* [TASK STATEMENT]: Write out only the tail of the records, beginning at the line containing "Pick out the white baseboard" and including the last line, exactly as written.

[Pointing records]

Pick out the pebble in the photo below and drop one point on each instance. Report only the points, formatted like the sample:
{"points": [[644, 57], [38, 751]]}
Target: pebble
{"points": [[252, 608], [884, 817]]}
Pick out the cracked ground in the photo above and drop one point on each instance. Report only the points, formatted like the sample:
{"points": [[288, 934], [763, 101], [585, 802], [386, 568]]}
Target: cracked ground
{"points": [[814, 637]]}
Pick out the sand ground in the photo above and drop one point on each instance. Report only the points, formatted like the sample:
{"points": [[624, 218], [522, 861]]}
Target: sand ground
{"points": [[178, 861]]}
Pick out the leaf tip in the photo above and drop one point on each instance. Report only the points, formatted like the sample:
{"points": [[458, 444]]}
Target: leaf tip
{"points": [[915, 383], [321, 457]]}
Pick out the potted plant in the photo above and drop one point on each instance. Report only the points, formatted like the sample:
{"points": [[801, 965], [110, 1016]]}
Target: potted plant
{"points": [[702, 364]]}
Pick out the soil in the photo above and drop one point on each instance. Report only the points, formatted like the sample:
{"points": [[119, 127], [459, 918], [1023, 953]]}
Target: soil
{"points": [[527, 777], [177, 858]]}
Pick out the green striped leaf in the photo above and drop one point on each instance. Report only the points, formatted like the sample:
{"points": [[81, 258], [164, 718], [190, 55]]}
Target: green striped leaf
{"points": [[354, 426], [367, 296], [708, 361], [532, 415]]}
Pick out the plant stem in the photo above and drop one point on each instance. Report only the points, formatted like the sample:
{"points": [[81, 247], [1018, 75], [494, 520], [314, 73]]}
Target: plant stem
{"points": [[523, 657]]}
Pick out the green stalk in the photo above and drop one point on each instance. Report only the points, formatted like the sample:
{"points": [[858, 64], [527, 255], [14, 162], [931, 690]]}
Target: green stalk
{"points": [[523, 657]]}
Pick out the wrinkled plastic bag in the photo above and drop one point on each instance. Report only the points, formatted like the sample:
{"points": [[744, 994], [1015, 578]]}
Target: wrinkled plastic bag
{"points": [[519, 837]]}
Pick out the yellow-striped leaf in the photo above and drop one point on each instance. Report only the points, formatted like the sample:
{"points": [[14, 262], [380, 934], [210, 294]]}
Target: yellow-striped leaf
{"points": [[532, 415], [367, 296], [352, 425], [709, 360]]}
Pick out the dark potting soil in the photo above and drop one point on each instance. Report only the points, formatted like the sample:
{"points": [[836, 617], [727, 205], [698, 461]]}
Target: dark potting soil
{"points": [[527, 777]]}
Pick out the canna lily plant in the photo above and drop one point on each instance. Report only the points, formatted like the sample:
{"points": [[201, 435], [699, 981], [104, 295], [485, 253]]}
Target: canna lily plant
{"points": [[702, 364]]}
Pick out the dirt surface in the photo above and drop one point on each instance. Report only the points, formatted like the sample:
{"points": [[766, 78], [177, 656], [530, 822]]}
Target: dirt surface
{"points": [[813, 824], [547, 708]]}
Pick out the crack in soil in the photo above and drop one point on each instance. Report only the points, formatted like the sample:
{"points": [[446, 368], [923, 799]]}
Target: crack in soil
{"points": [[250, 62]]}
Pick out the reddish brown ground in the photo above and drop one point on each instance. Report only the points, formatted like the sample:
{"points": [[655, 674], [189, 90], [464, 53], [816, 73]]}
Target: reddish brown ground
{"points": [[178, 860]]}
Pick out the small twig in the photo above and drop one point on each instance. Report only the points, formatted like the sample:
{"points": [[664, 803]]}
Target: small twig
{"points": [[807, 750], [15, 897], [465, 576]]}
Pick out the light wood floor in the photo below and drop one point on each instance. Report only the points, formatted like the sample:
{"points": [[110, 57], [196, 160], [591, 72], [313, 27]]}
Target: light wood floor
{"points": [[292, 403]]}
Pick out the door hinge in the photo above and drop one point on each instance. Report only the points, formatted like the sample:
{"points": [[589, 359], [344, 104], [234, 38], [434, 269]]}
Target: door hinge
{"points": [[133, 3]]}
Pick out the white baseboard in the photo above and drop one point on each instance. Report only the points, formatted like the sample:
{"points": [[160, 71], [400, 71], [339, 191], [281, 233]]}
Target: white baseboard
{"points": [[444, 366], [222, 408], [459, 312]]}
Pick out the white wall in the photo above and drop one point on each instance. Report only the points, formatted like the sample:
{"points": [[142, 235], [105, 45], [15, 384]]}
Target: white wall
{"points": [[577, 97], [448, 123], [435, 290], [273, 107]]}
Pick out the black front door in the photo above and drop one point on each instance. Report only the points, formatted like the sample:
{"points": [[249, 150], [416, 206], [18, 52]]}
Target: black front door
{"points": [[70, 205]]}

* [REPLY TO THE EXERCISE]:
Pick out the white baseboard in the photo above and drop one point on each instance. Report only the points, formatted like the sample:
{"points": [[160, 71], [400, 71], [339, 191], [281, 233]]}
Target: white baseboard
{"points": [[444, 366], [222, 408], [459, 312]]}
Pick out the white wall in the photo above and drop one point on each instance. Report only the points, formatted like the sample:
{"points": [[142, 235], [105, 45], [15, 384]]}
Target: white wall
{"points": [[577, 97], [448, 123], [435, 290], [273, 107]]}
Pick out the black front door in the photo above and drop one point on each instance. Report only the points, formatted like the sample:
{"points": [[249, 150], [416, 206], [18, 52]]}
Target: black front door
{"points": [[70, 205]]}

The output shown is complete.